What is asked: Copy out the rows from the line containing "Target: dark brown sauce" through the line containing "left=16, top=27, right=47, bottom=54", both included, keeping every line as it stands.

------ Material to process ------

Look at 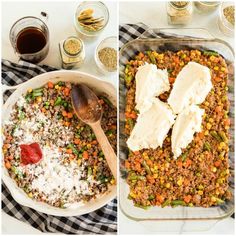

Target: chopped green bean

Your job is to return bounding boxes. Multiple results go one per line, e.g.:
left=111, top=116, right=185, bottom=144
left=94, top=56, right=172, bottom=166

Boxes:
left=161, top=199, right=171, bottom=207
left=54, top=97, right=62, bottom=106
left=210, top=131, right=222, bottom=142
left=67, top=143, right=79, bottom=156
left=147, top=51, right=156, bottom=64
left=148, top=194, right=155, bottom=200
left=171, top=200, right=185, bottom=206
left=218, top=131, right=228, bottom=142
left=181, top=152, right=188, bottom=162
left=127, top=118, right=134, bottom=130
left=124, top=75, right=134, bottom=86
left=142, top=160, right=152, bottom=175
left=203, top=51, right=219, bottom=56
left=203, top=142, right=211, bottom=151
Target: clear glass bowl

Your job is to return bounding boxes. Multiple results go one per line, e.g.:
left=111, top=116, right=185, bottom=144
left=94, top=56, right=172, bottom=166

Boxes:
left=94, top=36, right=118, bottom=74
left=119, top=29, right=235, bottom=221
left=74, top=1, right=109, bottom=36
left=218, top=2, right=235, bottom=37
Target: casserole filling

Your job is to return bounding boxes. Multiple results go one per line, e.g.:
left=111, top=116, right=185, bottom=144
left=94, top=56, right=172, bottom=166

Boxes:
left=124, top=50, right=231, bottom=208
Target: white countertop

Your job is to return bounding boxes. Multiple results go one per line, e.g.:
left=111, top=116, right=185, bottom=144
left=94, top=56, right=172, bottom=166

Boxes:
left=1, top=1, right=118, bottom=234
left=2, top=1, right=118, bottom=86
left=119, top=1, right=234, bottom=234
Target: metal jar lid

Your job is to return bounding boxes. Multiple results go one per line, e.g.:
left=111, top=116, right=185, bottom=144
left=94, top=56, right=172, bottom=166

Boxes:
left=63, top=36, right=83, bottom=56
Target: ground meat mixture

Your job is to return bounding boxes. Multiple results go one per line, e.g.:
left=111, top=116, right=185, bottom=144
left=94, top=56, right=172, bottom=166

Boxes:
left=3, top=82, right=117, bottom=207
left=125, top=50, right=231, bottom=208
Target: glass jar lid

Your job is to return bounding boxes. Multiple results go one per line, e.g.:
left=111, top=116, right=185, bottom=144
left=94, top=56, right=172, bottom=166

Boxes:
left=63, top=36, right=83, bottom=56
left=170, top=1, right=190, bottom=9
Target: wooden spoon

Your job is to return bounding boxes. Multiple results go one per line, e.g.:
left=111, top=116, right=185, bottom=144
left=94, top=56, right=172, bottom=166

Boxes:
left=71, top=84, right=117, bottom=179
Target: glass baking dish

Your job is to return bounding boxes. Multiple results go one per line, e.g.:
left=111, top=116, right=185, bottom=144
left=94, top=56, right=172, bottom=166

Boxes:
left=119, top=29, right=234, bottom=221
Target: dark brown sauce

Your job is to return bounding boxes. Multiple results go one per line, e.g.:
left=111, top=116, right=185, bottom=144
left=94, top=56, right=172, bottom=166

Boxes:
left=16, top=27, right=47, bottom=54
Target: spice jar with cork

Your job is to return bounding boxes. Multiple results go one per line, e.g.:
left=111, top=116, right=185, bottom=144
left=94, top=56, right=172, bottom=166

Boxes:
left=167, top=1, right=193, bottom=25
left=59, top=36, right=85, bottom=69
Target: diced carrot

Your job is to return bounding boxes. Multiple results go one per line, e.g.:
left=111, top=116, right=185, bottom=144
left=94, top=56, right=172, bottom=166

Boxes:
left=66, top=148, right=73, bottom=154
left=215, top=106, right=222, bottom=113
left=125, top=112, right=137, bottom=119
left=83, top=151, right=89, bottom=160
left=184, top=179, right=190, bottom=186
left=69, top=154, right=75, bottom=161
left=198, top=132, right=204, bottom=139
left=7, top=135, right=13, bottom=141
left=214, top=77, right=221, bottom=82
left=93, top=151, right=98, bottom=157
left=92, top=140, right=98, bottom=145
left=147, top=175, right=155, bottom=184
left=50, top=99, right=55, bottom=106
left=74, top=138, right=80, bottom=144
left=214, top=160, right=221, bottom=167
left=224, top=119, right=230, bottom=126
left=134, top=162, right=142, bottom=172
left=99, top=99, right=104, bottom=105
left=184, top=195, right=192, bottom=203
left=174, top=57, right=179, bottom=64
left=7, top=155, right=13, bottom=161
left=5, top=161, right=11, bottom=170
left=177, top=161, right=183, bottom=167
left=63, top=87, right=70, bottom=97
left=67, top=112, right=73, bottom=119
left=156, top=194, right=164, bottom=203
left=64, top=121, right=70, bottom=127
left=48, top=81, right=54, bottom=88
left=146, top=159, right=153, bottom=167
left=134, top=151, right=140, bottom=155
left=169, top=77, right=175, bottom=84
left=62, top=111, right=67, bottom=117
left=160, top=94, right=166, bottom=99
left=125, top=160, right=130, bottom=169
left=184, top=159, right=192, bottom=167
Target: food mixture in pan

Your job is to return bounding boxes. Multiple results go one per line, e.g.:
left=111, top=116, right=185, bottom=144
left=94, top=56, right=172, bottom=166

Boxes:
left=3, top=82, right=117, bottom=208
left=125, top=50, right=231, bottom=208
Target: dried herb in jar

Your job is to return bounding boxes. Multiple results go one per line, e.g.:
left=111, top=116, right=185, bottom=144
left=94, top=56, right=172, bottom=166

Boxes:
left=223, top=6, right=235, bottom=25
left=78, top=8, right=104, bottom=31
left=98, top=47, right=117, bottom=71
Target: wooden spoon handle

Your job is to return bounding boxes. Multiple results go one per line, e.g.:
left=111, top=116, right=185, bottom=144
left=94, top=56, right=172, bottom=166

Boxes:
left=91, top=122, right=117, bottom=179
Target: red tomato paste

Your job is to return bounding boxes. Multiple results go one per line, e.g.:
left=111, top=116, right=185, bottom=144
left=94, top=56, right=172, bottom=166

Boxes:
left=20, top=143, right=43, bottom=165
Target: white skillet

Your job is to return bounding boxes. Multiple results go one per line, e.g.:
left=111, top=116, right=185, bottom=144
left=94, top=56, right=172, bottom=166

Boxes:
left=2, top=70, right=117, bottom=216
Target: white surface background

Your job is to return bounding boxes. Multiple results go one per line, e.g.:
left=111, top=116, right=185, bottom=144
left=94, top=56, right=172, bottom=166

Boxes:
left=119, top=1, right=234, bottom=234
left=1, top=0, right=118, bottom=234
left=2, top=1, right=118, bottom=86
left=2, top=1, right=234, bottom=234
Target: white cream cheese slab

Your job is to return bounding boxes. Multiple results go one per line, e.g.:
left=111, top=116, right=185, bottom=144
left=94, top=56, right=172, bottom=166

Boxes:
left=135, top=64, right=170, bottom=113
left=127, top=98, right=175, bottom=151
left=171, top=105, right=205, bottom=159
left=168, top=62, right=213, bottom=114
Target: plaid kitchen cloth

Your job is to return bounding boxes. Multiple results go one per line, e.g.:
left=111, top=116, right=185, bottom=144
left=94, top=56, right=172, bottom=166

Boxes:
left=2, top=60, right=117, bottom=234
left=119, top=23, right=235, bottom=218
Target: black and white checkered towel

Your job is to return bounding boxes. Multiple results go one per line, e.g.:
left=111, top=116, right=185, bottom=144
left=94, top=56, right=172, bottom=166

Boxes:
left=2, top=60, right=117, bottom=234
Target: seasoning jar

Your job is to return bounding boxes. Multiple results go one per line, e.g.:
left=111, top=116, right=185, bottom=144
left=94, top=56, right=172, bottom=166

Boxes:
left=218, top=2, right=235, bottom=37
left=167, top=1, right=193, bottom=25
left=59, top=36, right=85, bottom=70
left=94, top=36, right=118, bottom=75
left=194, top=1, right=220, bottom=13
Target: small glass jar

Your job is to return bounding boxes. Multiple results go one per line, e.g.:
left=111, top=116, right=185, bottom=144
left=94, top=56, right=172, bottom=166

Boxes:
left=167, top=1, right=193, bottom=25
left=59, top=36, right=85, bottom=70
left=218, top=2, right=235, bottom=37
left=194, top=1, right=220, bottom=14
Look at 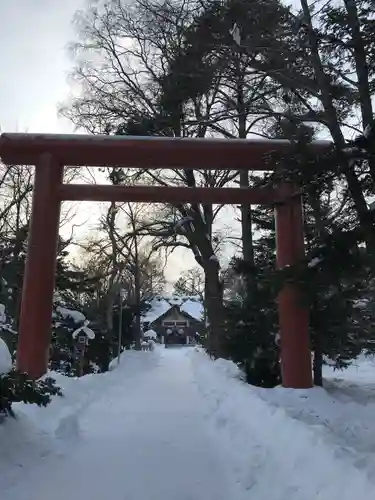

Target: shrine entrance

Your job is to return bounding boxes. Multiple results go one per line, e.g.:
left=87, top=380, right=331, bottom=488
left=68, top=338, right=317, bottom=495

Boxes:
left=0, top=134, right=328, bottom=388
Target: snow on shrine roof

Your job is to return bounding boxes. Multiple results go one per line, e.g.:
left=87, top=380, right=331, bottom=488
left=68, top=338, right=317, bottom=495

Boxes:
left=0, top=338, right=12, bottom=375
left=142, top=295, right=203, bottom=323
left=143, top=330, right=158, bottom=339
left=56, top=306, right=86, bottom=323
left=180, top=299, right=204, bottom=321
left=142, top=297, right=172, bottom=323
left=72, top=326, right=95, bottom=340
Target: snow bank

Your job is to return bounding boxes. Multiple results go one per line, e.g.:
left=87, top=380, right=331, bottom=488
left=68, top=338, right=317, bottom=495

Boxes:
left=0, top=337, right=12, bottom=375
left=254, top=356, right=375, bottom=484
left=0, top=350, right=159, bottom=492
left=189, top=350, right=373, bottom=500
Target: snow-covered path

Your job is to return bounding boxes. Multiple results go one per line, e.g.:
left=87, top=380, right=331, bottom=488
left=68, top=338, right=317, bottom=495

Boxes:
left=1, top=349, right=233, bottom=500
left=0, top=348, right=375, bottom=500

------

Written response:
Target: dark brown sauce

Your job is to return bounding boxes. Multiple results go one per line, e.g.:
left=111, top=116, right=185, bottom=144
left=94, top=56, right=172, bottom=166

Boxes:
left=16, top=27, right=47, bottom=54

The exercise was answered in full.